▶ Vorliegender Text
====
Das passt haargenau zu einer noch weitergehenden Verschwörungstheorie, die man immer wieder hört, wenn man mit überzeugten Grünen-Anhängern über die Probleme der »Energiewende« diskutiert. Eigentlich gäbe es nämlich solche Probleme gar nicht, die mannigfaltigen Schwierigkeiten seien vielmehr dem verderblichen Einfluss der Energiewirtschaft zuzuschreiben, die aus ihren »längst abgeschriebenen Kohlekraftwerken« noch das letzte bisschen Profit quetschen wollte und deshalb durch ihre Machenschaften verhinderte, dass bereits entwickelte kostengünstige Batterien auf den Markt kämen, die das Speicherproblem lösen und das goldene Zeitalter der Elektromobilität einläuten würden. Nun handelt es sich bei den neuen Wundertechnologien in der Regel um Schreibtischprojekte, die noch weit entfernt von irgendeiner technischen Realisierbarkeit sind, und auch bei »abgeschriebenen« technischen Großanlagen pflegen hohe Wartungs‑, Personal- und Versicherungskosten anzufallen, die auch dann zu zahlen sind, wenn das Kraftwerk nur auf Standby ist, weil Strom aus erneuerbaren Quellen laut EEG Vorrang zu gewähren ist. Konsequenterweise hat etwa E.ON seine fossilen Kraftwerke bereits in eine »Bad Energy Bank« namens Uniper ausgegliedert, damit der Mutterkonzern sich von Altlasten unbeschwert auf das momentan lukrativere Geschäft mit erneuerbaren Quellen stürzen kann.
====
▶ Deine Aufgaben
• a. Beantworte anhand des Texts zur Energiewende:
(i) Wem schreibt die Verschwörungstheorie zu, die Markteinführung kostengünstiger Batterien verhindert zu haben?
(ii) Welche Kosten fallen laut Text auch bei »abgeschriebenen« technischen Großanlagen an?
(iii) Wie heißt die »Bad Energy Bank«, in die E.ON seine fossilen Kraftwerke ausgegliedert hat?
• b. Wie lauten die Datensätze von ihrem Anfang bis einschließlich der Zeile mit „387 158 L 54“, wenn du darin „shop front“ gegen „storefront“ tauschst und sonst nichts änderst? Gib nur diese Zeilen wieder.
Der Text und die Datensätze haben inhaltlich nichts miteinander zu tun.

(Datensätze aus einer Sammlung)
====
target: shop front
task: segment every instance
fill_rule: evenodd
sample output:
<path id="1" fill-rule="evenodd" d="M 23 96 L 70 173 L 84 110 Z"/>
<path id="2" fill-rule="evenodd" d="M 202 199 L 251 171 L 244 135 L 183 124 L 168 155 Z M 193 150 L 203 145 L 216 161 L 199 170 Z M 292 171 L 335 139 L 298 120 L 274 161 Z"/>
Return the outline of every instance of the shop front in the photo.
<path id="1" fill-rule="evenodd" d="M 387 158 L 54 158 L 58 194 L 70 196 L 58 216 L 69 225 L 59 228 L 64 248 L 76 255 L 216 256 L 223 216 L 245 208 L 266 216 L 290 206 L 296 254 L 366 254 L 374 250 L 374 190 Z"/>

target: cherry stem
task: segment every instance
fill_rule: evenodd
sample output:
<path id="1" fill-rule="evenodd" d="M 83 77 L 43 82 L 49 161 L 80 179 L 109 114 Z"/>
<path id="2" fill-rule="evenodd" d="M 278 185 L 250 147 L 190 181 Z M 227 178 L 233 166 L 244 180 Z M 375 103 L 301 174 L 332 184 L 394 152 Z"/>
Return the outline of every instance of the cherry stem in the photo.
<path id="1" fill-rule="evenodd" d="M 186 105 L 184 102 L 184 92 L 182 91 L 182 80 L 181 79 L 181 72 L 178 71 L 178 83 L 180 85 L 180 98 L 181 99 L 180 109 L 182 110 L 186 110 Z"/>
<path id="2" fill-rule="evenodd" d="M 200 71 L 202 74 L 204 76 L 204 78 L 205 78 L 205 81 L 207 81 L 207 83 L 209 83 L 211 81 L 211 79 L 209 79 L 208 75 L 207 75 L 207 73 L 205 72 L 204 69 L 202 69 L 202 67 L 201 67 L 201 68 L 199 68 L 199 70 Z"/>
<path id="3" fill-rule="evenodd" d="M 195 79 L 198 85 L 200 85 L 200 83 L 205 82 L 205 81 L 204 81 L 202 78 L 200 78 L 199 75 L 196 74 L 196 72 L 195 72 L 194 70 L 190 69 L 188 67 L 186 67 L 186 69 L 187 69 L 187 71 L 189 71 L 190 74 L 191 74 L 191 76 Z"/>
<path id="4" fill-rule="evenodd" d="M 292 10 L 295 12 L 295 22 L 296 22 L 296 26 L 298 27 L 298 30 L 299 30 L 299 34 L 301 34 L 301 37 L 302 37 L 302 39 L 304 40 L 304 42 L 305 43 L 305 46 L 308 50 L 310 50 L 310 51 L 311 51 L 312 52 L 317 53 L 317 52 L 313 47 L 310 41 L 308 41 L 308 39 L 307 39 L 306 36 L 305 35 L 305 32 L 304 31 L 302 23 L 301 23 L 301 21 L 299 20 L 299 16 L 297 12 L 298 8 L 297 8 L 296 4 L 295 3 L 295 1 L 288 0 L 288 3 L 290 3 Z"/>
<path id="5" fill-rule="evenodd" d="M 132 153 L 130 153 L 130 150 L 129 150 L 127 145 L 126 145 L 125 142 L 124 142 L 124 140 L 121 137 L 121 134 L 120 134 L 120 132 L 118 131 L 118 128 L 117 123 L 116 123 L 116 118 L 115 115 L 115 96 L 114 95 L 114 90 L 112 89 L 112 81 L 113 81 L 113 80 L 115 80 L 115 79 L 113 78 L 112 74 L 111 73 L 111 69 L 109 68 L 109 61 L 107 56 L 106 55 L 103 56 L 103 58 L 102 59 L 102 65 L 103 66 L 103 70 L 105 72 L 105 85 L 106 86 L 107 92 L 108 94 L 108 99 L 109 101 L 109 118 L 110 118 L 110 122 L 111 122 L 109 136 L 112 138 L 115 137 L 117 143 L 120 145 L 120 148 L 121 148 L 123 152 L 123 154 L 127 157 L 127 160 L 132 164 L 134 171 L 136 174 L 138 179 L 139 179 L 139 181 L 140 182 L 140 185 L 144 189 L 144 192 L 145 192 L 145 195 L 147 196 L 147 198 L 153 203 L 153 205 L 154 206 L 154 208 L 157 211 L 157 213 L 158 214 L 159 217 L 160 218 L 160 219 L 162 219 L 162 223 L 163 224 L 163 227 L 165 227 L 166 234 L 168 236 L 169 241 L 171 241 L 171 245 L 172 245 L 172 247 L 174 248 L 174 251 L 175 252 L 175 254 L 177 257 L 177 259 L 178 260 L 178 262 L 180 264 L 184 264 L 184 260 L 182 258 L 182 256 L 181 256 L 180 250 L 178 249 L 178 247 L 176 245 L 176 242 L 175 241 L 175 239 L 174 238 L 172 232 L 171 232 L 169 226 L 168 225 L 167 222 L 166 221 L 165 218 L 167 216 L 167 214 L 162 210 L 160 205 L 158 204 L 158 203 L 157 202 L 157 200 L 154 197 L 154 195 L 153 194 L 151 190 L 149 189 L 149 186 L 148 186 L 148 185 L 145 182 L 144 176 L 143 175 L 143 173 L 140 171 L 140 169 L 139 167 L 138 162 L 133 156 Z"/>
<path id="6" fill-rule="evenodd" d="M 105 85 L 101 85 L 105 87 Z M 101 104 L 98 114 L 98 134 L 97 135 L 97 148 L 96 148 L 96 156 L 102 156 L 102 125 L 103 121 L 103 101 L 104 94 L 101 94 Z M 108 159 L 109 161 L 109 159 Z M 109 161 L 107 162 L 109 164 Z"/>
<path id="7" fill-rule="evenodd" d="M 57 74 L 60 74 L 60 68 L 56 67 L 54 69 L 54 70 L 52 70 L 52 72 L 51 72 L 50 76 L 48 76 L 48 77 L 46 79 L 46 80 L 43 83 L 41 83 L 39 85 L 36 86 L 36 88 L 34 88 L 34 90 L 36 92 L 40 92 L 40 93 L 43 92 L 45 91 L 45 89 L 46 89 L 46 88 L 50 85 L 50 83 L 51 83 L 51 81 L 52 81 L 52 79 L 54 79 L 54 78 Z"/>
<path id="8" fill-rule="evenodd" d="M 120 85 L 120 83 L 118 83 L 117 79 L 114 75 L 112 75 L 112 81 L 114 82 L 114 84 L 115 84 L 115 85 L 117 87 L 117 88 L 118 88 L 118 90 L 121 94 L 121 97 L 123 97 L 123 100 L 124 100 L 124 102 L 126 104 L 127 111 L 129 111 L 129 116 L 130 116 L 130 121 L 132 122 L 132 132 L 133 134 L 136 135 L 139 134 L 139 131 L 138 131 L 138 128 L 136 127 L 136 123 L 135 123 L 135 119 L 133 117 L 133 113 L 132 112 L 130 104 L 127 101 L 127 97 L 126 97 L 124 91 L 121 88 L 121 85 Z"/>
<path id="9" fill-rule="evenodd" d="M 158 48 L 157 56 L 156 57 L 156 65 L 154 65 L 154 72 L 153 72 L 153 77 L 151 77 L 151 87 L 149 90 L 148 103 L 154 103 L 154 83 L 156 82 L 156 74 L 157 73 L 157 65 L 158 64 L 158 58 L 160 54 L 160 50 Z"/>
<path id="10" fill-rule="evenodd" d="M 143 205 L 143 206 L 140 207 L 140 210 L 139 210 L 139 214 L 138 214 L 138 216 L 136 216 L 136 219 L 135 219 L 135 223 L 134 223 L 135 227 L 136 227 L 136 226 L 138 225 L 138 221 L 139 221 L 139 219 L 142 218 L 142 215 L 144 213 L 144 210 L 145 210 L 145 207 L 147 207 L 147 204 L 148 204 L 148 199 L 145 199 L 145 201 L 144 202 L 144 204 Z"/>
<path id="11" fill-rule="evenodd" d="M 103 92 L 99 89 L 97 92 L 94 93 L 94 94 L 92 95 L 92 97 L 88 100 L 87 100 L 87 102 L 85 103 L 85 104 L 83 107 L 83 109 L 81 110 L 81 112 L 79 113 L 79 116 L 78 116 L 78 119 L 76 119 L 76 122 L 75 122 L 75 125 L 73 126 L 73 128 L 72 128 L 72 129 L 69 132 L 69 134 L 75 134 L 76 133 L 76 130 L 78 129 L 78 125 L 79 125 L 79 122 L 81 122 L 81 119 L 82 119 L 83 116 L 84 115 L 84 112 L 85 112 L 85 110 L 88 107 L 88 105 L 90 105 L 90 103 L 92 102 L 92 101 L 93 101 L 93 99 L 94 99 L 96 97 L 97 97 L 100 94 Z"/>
====
▶ Die Lösungen
• a.
(i) Dem verderblichen Einfluss der Energiewirtschaft.
(ii) Hohe Wartungs‑, Personal- und Versicherungskosten.
(iii) Uniper.

• b.
target: storefront
task: segment every instance
fill_rule: evenodd
sample output:
<path id="1" fill-rule="evenodd" d="M 23 96 L 70 173 L 84 110 Z"/>
<path id="2" fill-rule="evenodd" d="M 202 199 L 251 171 L 244 135 L 183 124 L 168 155 Z M 193 150 L 203 145 L 216 161 L 199 170 Z M 292 171 L 335 139 L 298 120 L 274 161 Z"/>
Return the outline of every instance of the storefront in the photo.
<path id="1" fill-rule="evenodd" d="M 387 158 L 54 158 L 58 194 L 70 196 L 58 216 L 69 225 L 59 228 L 64 248 L 76 255 L 216 256 L 223 216 L 245 208 L 266 216 L 290 206 L 296 254 L 366 254 L 374 250 L 374 190 Z"/>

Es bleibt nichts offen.